§ Problem statement
Exactly the lines from the one containing "For each instance of the man" through the final line of the listing are to be retyped, and nothing more.

────────────────

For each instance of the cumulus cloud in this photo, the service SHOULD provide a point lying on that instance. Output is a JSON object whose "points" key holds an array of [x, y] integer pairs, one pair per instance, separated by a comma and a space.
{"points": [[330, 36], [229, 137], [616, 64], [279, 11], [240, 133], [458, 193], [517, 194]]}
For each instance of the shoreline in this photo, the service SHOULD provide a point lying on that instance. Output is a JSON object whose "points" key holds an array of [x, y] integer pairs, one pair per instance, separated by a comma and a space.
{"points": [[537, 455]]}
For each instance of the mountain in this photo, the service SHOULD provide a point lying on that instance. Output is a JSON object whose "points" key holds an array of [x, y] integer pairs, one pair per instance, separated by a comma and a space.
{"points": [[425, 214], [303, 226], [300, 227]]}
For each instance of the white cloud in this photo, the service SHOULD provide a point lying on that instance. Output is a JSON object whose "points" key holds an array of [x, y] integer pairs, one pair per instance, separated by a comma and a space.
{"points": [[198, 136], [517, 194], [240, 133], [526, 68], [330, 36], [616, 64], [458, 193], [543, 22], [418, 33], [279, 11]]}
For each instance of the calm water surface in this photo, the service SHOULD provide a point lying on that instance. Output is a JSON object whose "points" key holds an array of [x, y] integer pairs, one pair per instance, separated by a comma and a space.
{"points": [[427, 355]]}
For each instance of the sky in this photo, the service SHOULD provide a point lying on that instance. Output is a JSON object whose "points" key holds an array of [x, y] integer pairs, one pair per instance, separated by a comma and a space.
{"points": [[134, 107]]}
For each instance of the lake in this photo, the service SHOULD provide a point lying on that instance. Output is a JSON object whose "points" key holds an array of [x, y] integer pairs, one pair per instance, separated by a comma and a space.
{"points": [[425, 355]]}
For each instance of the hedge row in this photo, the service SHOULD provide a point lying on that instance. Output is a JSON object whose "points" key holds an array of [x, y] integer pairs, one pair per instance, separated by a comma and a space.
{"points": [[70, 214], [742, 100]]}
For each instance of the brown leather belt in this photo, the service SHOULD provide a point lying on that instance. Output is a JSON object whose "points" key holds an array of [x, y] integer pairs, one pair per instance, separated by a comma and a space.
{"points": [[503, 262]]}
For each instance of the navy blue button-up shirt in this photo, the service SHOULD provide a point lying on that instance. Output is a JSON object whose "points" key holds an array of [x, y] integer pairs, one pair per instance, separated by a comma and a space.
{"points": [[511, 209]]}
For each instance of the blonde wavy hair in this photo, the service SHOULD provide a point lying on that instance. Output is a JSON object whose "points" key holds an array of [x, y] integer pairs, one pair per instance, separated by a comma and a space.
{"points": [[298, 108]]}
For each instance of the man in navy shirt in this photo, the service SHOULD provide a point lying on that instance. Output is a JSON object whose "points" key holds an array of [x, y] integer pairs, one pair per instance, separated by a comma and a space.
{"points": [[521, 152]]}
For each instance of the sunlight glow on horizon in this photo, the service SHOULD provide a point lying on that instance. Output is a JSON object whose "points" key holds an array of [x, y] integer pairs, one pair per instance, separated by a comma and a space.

────────────────

§ Your response
For each instance of the man in navy shirt in this photo, the service SHOULD provide a point lying on that instance. Output is a JSON object whose "points" key holds an array of [x, y] integer pairs, one pair per instance, separated by a comma and a space.
{"points": [[521, 152]]}
For each instance of the sunlight glow on horizon in this photo, the service SHOULD provide a point lying on that instance. Output is a JSON object whose "points" key holds an array of [x, y] integer pairs, one pair per instance, separated by a comma and a space.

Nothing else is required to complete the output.